== Text block
This restart builds on a landmark 20-year power purchase agreement between Constellation and Microsoft, announced in September 2024. The deal represents the largest clean energy commitment by a tech giant to date, cementing nuclear power’s role in powering next-generation data centers.
Why It Matters
AI data centers consume staggering amounts of electricity around the clock. Unlike solar and wind, which fluctuate with weather, nuclear plants deliver consistent baseload power 24/7—exactly what tech companies need to train AI models and run inference operations without interruption.
Energy experts warn that if the U.S. pursues clean energy for AI and data centers, the nation will need to triple energy supply by 2030. Nuclear power, with its high energy density and small physical footprint, is uniquely suited to bridge this gap without expanding greenhouse gas emissions.
The Three Mile Island restart is particularly symbolic. The site was infamous for the 1979 partial meltdown of Unit 2, making it a lightning rod for nuclear safety debates. Its revival demonstrates that the industry has moved beyond those historical fears through advanced safety systems and rigorous oversight.
Key Details
Three Mile Island Unit 1 operated safely for decades before its closure. Restarting existing reactors proves faster and more cost-effective than building new plants from scratch—a critical advantage given the urgent timeline for meeting AI energy demand.
====
== Provided information
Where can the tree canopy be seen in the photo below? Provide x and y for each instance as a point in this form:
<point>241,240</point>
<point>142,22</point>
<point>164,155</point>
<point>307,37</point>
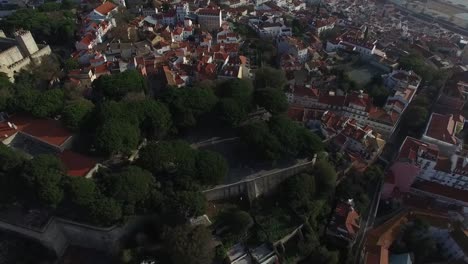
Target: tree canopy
<point>130,187</point>
<point>117,86</point>
<point>280,137</point>
<point>44,176</point>
<point>117,136</point>
<point>188,104</point>
<point>187,244</point>
<point>212,167</point>
<point>273,100</point>
<point>76,112</point>
<point>267,77</point>
<point>154,117</point>
<point>325,176</point>
<point>175,157</point>
<point>82,192</point>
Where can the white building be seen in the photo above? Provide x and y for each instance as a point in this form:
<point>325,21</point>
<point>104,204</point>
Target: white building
<point>442,131</point>
<point>182,10</point>
<point>293,46</point>
<point>104,11</point>
<point>209,18</point>
<point>16,54</point>
<point>270,28</point>
<point>445,178</point>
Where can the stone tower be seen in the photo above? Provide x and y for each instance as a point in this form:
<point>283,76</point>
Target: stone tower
<point>464,55</point>
<point>26,42</point>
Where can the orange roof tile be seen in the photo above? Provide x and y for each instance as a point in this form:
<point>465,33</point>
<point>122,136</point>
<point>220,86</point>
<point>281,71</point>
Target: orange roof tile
<point>105,8</point>
<point>76,164</point>
<point>50,131</point>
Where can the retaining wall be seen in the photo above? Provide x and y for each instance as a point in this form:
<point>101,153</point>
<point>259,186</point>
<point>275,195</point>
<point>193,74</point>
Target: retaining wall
<point>252,188</point>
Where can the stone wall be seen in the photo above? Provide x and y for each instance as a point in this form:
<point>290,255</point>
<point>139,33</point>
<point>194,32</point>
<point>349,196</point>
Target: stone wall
<point>252,188</point>
<point>59,233</point>
<point>11,56</point>
<point>40,53</point>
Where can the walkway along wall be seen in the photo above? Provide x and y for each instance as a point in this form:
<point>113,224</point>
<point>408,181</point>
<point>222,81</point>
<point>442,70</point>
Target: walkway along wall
<point>59,233</point>
<point>252,188</point>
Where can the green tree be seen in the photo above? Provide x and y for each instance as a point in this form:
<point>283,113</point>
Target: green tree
<point>284,129</point>
<point>176,157</point>
<point>308,143</point>
<point>238,89</point>
<point>48,103</point>
<point>76,112</point>
<point>212,167</point>
<point>267,77</point>
<point>154,117</point>
<point>6,91</point>
<point>230,112</point>
<point>273,100</point>
<point>24,99</point>
<point>82,192</point>
<point>105,211</point>
<point>117,136</point>
<point>322,255</point>
<point>330,34</point>
<point>11,166</point>
<point>44,176</point>
<point>238,221</point>
<point>131,188</point>
<point>325,177</point>
<point>71,64</point>
<point>299,191</point>
<point>261,141</point>
<point>187,244</point>
<point>189,104</point>
<point>117,86</point>
<point>379,95</point>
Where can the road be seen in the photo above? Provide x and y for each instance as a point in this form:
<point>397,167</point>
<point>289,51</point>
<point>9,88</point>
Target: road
<point>366,225</point>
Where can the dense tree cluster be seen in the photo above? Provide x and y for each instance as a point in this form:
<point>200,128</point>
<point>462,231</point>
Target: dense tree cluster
<point>172,189</point>
<point>415,117</point>
<point>119,85</point>
<point>187,244</point>
<point>279,138</point>
<point>189,104</point>
<point>177,160</point>
<point>119,125</point>
<point>416,239</point>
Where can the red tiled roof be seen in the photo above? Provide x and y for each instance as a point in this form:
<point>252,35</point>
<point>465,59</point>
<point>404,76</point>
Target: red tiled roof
<point>105,8</point>
<point>335,100</point>
<point>442,127</point>
<point>208,12</point>
<point>304,91</point>
<point>50,131</point>
<point>411,146</point>
<point>77,165</point>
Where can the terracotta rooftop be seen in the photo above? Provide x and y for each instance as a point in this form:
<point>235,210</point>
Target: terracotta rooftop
<point>50,131</point>
<point>442,190</point>
<point>77,165</point>
<point>412,147</point>
<point>442,127</point>
<point>105,8</point>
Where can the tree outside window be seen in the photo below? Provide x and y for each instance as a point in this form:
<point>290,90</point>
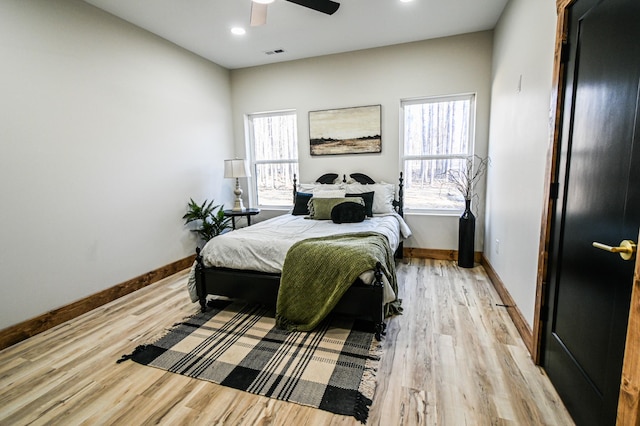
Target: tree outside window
<point>437,138</point>
<point>273,138</point>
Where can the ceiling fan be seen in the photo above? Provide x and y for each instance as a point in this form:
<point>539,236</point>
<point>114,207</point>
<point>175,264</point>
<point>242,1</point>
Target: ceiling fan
<point>259,8</point>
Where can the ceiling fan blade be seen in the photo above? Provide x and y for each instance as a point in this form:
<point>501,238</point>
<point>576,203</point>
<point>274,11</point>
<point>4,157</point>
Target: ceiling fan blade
<point>325,6</point>
<point>258,14</point>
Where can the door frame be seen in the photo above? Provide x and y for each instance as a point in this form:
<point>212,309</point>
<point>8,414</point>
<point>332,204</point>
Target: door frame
<point>629,400</point>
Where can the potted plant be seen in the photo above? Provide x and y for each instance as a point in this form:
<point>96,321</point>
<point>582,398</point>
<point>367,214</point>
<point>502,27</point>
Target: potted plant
<point>212,219</point>
<point>465,181</point>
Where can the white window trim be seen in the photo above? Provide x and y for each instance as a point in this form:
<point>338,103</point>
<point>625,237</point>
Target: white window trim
<point>250,149</point>
<point>472,96</point>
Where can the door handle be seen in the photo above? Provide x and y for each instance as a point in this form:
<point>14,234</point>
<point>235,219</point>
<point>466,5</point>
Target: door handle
<point>626,249</point>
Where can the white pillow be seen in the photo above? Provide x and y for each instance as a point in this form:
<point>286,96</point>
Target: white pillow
<point>312,188</point>
<point>382,197</point>
<point>336,193</point>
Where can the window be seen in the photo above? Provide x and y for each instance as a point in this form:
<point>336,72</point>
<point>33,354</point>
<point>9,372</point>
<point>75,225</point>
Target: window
<point>273,138</point>
<point>437,137</point>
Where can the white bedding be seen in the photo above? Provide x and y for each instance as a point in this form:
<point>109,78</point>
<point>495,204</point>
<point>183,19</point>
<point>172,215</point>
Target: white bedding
<point>263,246</point>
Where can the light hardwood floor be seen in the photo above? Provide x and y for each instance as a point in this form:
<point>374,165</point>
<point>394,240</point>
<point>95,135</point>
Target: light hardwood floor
<point>452,358</point>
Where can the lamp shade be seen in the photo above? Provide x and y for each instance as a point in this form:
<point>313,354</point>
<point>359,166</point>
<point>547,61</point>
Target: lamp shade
<point>236,168</point>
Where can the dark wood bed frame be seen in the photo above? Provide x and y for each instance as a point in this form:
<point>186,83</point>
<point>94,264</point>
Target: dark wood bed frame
<point>361,300</point>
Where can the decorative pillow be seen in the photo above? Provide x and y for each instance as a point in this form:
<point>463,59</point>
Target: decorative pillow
<point>348,213</point>
<point>368,201</point>
<point>300,207</point>
<point>320,208</point>
<point>382,199</point>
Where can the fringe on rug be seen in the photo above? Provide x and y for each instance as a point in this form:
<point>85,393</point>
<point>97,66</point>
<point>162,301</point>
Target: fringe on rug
<point>367,388</point>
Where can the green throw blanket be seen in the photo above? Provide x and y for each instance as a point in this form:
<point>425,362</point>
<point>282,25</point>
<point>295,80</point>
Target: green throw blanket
<point>318,271</point>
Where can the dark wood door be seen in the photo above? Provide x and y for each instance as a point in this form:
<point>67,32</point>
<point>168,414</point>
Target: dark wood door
<point>598,201</point>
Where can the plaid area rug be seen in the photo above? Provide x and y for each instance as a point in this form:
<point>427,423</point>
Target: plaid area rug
<point>237,345</point>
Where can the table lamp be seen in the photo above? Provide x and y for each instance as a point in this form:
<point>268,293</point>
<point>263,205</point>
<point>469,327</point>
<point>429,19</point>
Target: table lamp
<point>237,168</point>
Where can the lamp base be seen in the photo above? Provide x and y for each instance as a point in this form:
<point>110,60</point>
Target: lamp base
<point>238,206</point>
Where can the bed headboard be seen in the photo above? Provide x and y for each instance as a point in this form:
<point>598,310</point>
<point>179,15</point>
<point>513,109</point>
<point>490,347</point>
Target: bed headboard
<point>329,178</point>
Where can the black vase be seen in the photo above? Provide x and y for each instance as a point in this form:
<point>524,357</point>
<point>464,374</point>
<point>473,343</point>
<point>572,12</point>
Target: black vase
<point>466,237</point>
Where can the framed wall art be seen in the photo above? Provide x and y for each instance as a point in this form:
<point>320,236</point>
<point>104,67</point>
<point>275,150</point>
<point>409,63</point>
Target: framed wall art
<point>345,131</point>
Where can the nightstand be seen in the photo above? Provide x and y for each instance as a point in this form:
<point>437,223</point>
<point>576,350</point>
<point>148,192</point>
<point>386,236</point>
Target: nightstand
<point>246,212</point>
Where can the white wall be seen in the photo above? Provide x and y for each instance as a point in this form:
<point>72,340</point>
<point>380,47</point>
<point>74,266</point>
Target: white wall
<point>519,139</point>
<point>384,76</point>
<point>106,131</point>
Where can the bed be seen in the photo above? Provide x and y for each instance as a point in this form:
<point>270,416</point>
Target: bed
<point>248,263</point>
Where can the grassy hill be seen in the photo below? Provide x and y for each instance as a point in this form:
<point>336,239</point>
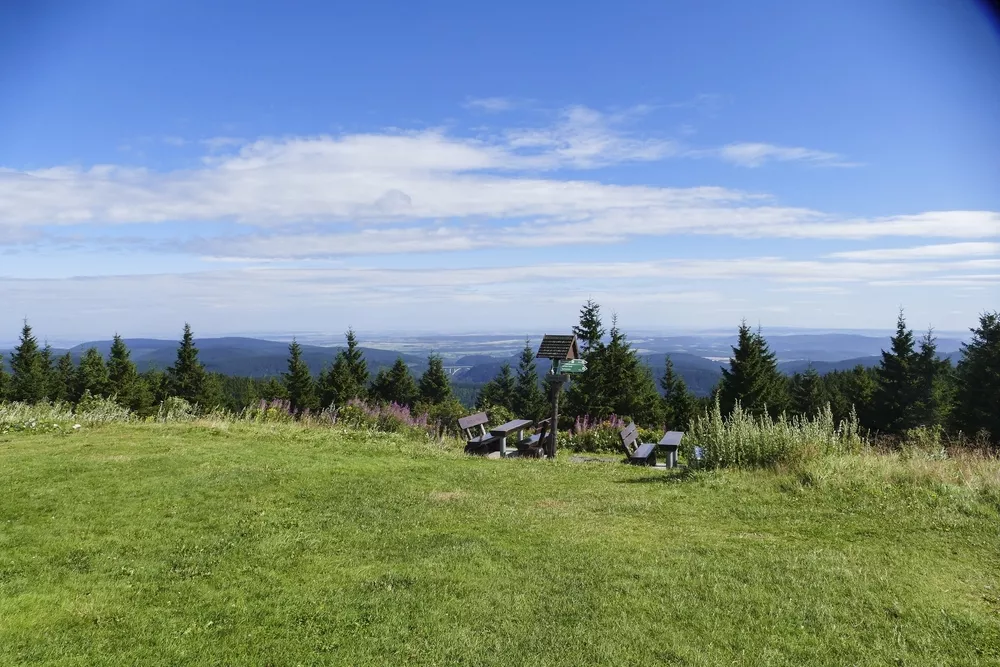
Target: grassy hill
<point>230,543</point>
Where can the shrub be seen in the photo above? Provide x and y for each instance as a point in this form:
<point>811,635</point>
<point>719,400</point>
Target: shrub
<point>99,410</point>
<point>442,418</point>
<point>175,408</point>
<point>588,435</point>
<point>744,440</point>
<point>498,414</point>
<point>277,411</point>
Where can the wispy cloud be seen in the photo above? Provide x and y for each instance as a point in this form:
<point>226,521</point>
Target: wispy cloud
<point>757,154</point>
<point>490,103</point>
<point>400,192</point>
<point>939,251</point>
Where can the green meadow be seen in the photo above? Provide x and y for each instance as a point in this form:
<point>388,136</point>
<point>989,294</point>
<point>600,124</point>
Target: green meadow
<point>276,544</point>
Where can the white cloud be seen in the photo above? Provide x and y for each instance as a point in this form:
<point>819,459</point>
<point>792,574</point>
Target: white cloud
<point>939,251</point>
<point>756,154</point>
<point>490,103</point>
<point>414,191</point>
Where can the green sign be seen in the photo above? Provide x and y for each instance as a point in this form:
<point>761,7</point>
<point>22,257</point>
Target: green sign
<point>573,366</point>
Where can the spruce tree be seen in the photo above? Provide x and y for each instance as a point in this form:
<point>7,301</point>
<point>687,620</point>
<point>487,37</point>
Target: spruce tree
<point>498,392</point>
<point>63,378</point>
<point>29,376</point>
<point>125,383</point>
<point>752,378</point>
<point>434,384</point>
<point>934,383</point>
<point>898,392</point>
<point>91,375</point>
<point>347,378</point>
<point>590,331</point>
<point>357,367</point>
<point>587,395</point>
<point>187,378</point>
<point>627,385</point>
<point>678,403</point>
<point>529,402</point>
<point>298,380</point>
<point>395,385</point>
<point>862,385</point>
<point>977,398</point>
<point>4,381</point>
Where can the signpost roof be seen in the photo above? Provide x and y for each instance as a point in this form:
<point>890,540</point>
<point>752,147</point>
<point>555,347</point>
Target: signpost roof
<point>559,348</point>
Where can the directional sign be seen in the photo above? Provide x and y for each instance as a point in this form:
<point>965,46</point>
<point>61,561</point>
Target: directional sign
<point>573,366</point>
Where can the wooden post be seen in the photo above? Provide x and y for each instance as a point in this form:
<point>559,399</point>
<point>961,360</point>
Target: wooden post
<point>555,387</point>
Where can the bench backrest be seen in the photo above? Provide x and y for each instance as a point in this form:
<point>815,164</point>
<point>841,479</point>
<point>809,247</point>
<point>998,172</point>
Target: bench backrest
<point>542,428</point>
<point>469,424</point>
<point>629,435</point>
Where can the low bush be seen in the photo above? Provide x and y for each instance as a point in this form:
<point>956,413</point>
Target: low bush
<point>743,440</point>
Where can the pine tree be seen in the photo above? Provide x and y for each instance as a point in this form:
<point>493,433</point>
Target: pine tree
<point>63,378</point>
<point>498,392</point>
<point>347,378</point>
<point>125,383</point>
<point>934,383</point>
<point>4,381</point>
<point>752,378</point>
<point>29,376</point>
<point>187,378</point>
<point>590,331</point>
<point>896,398</point>
<point>91,375</point>
<point>434,384</point>
<point>529,402</point>
<point>808,396</point>
<point>587,393</point>
<point>298,380</point>
<point>978,381</point>
<point>395,385</point>
<point>357,367</point>
<point>627,384</point>
<point>678,403</point>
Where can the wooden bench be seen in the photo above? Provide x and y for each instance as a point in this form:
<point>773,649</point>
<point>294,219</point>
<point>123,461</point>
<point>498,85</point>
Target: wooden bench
<point>534,445</point>
<point>477,439</point>
<point>670,443</point>
<point>638,453</point>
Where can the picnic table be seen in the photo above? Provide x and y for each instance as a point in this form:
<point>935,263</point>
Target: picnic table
<point>670,442</point>
<point>505,430</point>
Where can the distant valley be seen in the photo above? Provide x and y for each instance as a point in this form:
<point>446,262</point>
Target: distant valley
<point>473,360</point>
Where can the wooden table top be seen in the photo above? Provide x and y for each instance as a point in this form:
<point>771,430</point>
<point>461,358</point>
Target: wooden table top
<point>513,425</point>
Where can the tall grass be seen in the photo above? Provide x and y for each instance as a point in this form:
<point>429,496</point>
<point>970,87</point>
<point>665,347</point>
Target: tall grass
<point>744,440</point>
<point>50,417</point>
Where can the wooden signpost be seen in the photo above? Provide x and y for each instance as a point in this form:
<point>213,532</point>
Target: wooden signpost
<point>565,356</point>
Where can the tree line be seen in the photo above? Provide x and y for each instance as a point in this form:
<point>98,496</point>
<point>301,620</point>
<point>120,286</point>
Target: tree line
<point>36,376</point>
<point>909,388</point>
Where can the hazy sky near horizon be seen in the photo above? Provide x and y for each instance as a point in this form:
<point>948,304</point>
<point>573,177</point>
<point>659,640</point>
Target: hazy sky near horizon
<point>454,166</point>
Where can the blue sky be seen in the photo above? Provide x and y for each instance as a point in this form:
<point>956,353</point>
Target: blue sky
<point>305,166</point>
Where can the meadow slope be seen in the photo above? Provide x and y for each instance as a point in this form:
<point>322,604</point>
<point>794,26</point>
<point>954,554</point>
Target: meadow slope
<point>276,544</point>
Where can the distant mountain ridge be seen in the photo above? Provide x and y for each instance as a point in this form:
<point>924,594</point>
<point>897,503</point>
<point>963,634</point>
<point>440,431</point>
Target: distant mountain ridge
<point>248,357</point>
<point>258,358</point>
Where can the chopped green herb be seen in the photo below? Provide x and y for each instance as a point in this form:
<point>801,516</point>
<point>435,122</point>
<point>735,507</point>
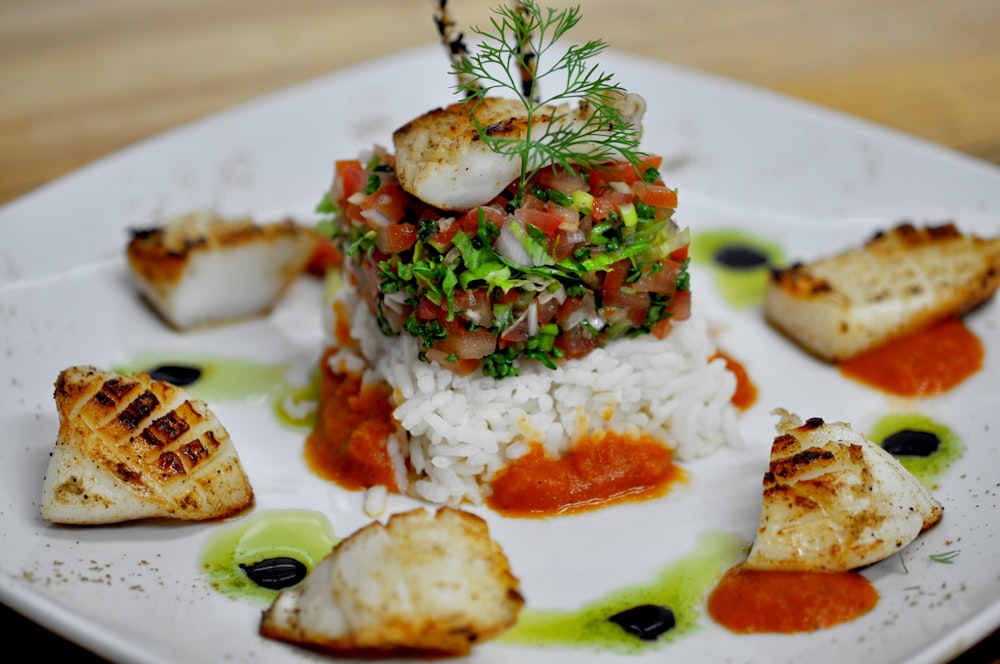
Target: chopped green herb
<point>947,557</point>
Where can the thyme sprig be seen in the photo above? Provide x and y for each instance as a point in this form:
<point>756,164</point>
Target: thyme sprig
<point>523,39</point>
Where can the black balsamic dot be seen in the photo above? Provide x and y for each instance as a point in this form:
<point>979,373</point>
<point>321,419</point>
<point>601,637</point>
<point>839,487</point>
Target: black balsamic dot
<point>908,442</point>
<point>739,257</point>
<point>176,374</point>
<point>647,621</point>
<point>275,573</point>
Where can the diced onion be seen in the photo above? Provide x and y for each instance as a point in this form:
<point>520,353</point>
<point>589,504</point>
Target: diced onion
<point>508,246</point>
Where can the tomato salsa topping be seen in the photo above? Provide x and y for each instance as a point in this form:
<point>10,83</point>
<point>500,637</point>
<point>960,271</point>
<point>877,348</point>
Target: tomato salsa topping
<point>587,256</point>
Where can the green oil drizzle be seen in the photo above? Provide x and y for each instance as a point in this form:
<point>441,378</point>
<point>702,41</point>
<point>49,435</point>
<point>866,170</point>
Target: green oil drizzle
<point>300,534</point>
<point>222,378</point>
<point>739,287</point>
<point>682,586</point>
<point>926,469</point>
<point>304,400</point>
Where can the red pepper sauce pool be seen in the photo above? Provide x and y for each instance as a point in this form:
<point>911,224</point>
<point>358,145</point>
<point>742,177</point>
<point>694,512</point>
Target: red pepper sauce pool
<point>746,392</point>
<point>754,601</point>
<point>348,447</point>
<point>596,472</point>
<point>928,362</point>
<point>348,443</point>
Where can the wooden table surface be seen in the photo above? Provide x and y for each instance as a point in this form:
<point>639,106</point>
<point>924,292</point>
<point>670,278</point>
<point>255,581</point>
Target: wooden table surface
<point>81,79</point>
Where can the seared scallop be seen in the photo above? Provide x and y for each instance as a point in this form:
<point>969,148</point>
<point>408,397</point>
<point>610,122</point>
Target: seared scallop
<point>899,282</point>
<point>199,269</point>
<point>422,583</point>
<point>130,447</point>
<point>834,501</point>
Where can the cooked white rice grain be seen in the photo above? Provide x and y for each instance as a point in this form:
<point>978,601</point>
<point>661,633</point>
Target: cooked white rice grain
<point>461,430</point>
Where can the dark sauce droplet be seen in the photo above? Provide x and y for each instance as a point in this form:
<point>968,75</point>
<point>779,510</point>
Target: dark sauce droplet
<point>647,621</point>
<point>175,374</point>
<point>275,573</point>
<point>739,257</point>
<point>908,442</point>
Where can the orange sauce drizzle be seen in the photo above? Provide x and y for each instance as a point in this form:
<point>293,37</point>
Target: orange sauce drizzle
<point>926,363</point>
<point>755,601</point>
<point>746,392</point>
<point>348,443</point>
<point>598,471</point>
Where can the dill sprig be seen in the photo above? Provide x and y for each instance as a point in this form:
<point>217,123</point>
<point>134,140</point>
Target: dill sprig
<point>523,39</point>
<point>947,557</point>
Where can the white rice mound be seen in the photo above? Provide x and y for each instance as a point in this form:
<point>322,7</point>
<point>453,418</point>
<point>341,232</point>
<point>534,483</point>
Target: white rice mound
<point>457,431</point>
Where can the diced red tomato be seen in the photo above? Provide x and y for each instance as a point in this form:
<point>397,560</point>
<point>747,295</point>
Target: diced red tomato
<point>389,199</point>
<point>577,342</point>
<point>657,195</point>
<point>427,310</point>
<point>474,306</point>
<point>545,221</point>
<point>680,254</point>
<point>561,180</point>
<point>663,281</point>
<point>631,305</point>
<point>680,305</point>
<point>621,172</point>
<point>466,344</point>
<point>601,208</point>
<point>353,178</point>
<point>396,238</point>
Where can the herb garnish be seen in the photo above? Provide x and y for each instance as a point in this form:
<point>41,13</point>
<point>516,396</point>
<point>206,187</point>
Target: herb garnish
<point>946,557</point>
<point>522,40</point>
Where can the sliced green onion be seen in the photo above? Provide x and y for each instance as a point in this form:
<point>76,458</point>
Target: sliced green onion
<point>629,216</point>
<point>582,201</point>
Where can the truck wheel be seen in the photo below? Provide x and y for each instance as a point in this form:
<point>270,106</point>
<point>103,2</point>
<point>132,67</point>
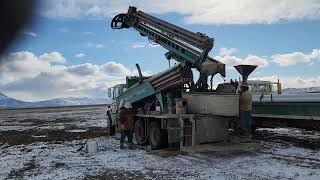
====
_Directions:_
**1.** According to the text on the Three Mile Island restart, why is restarting existing reactors an advantage over building new plants? Answer in one to three sentences.
**2.** Echo the Three Mile Island restart text word for word, starting at "This restart builds" and ending at "operations without interruption.".
**3.** Proceed with the text on the Three Mile Island restart, picking up right after its last sentence.

_Set of answers:_
**1.** Restarting existing reactors is faster and more cost-effective than building new plants from scratch. This is a critical advantage because of the urgent timeline for meeting AI energy demand.

**2.**
This restart builds on a landmark 20-year power purchase agreement between Constellation and Microsoft, announced in September 2024. The deal represents the largest clean energy commitment by a tech giant to date, cementing nuclear power’s role in powering next-generation data centers.
Why It Matters
AI data centers consume staggering amounts of electricity around the clock. Unlike solar and wind, which fluctuate with weather, nuclear plants deliver consistent baseload power 24/7—exactly what tech companies need to train AI models and run inference operations without interruption.

**3.**
The Three Mile Island restart is not isolated. Constellation is seeking license renewals extending operations until 2054. Meanwhile, other utilities are exploring restarts at Duane Arnold in Iowa and Palisades in Michigan, which secured a $1.5 billion loan guarantee from the Department of Energy in 2025.
Amazon, Google, and Meta have also joined forces, pledging support for tripling global nuclear capacity by 2050. These commitments translate into real procurement deals—power purchase agreements, joint-buyer initiatives, and early agreements with advanced reactor developers.
What Comes Next
The federal government is pushing for streamlined regulations and expanded investments in advanced reactor technologies, including small modular reactors (SMRs) that promise faster deployment and lower costs than traditional plants.
These shifts represent a fundamental realignment of U.S. energy policy. As data center electricity demands accelerate, nuclear energy has transitioned from a declining industry to a cornerstone of America’s clean energy and AI leadership strategy.